Start of MATERIAL

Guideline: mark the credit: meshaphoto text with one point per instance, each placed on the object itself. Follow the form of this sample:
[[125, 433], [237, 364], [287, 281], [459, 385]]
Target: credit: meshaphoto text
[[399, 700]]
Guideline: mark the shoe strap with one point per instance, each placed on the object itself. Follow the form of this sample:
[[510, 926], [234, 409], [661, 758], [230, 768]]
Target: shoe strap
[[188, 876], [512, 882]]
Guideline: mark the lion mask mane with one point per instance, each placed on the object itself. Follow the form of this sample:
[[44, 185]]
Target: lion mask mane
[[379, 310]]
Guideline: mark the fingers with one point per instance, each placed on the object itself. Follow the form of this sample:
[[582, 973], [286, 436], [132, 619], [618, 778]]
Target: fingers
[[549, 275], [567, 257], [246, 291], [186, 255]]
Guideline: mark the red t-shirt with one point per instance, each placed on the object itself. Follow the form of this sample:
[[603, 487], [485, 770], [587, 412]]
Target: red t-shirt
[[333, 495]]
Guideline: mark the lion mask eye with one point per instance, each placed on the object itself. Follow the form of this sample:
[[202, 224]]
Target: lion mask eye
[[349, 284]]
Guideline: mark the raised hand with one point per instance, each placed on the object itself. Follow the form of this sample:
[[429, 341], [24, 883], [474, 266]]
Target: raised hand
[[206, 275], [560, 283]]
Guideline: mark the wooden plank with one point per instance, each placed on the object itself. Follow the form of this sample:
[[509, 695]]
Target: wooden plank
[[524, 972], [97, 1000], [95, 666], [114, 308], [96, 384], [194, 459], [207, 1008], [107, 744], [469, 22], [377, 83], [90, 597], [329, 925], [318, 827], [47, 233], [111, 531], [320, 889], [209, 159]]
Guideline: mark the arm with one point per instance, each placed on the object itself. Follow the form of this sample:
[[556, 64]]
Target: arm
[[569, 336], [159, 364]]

End of MATERIAL

▶ _TASK OBJECTIVE_
Reproduce all of the items above, swapping "Target" for "Object" wherever it occurs and leaving everything else unchanged.

▶ _THE ANSWER_
Guideline: mark the credit: meshaphoto text with one point per instance, each placed on the object itself. Follow the form of this sample:
[[125, 433], [237, 364], [287, 281], [459, 385]]
Object: credit: meshaphoto text
[[399, 700]]
Guideline: mark the shoe strap with one point per instance, each placed on the object itself. Follow the form of this sample:
[[510, 926], [234, 409], [661, 758], [230, 768]]
Object: shoe strap
[[188, 876], [512, 882]]
Guideline: mark the lion mask mane with one point per instance, each placed on the object itself. Follow the form of this sample:
[[44, 185]]
Object: lion mask mane
[[379, 310]]
Guideline: mark the fingers with one point per instance, each placed on the object itself. Follow the form of this sample:
[[582, 973], [286, 436], [132, 619], [618, 778]]
Object: fingers
[[549, 275], [567, 257], [246, 291], [186, 255]]
Guideline: mark the red t-shirt with one point per instance, each placed on the object itself. Follow the form of this sample:
[[603, 487], [485, 770], [587, 412]]
Object: red t-shirt
[[333, 495]]
Guideline: mark the lion mask eye with one point per instance, each placed on the object itself. Follow the form of this sample:
[[202, 224]]
Object: lion mask eye
[[349, 284]]
Guideline: mark the raised hand with one point per instance, each placed on the object itself. Follow the form of this sample:
[[429, 341], [24, 883], [474, 266]]
Object: raised hand
[[206, 275], [560, 283]]
Guideline: mark the wooden plank with one point per instance, each placed on the object itself. Follow the form of this sample:
[[509, 695]]
Object: wooden plank
[[524, 972], [97, 1000], [95, 666], [114, 308], [96, 384], [194, 459], [207, 1008], [107, 744], [469, 22], [377, 83], [90, 597], [329, 925], [318, 827], [47, 233], [111, 531], [320, 889], [209, 159]]
Guideline: mark the arm with one point per instance, each placed on the object itself. Follow the form of this sample:
[[556, 64]]
Object: arm
[[569, 336], [159, 364]]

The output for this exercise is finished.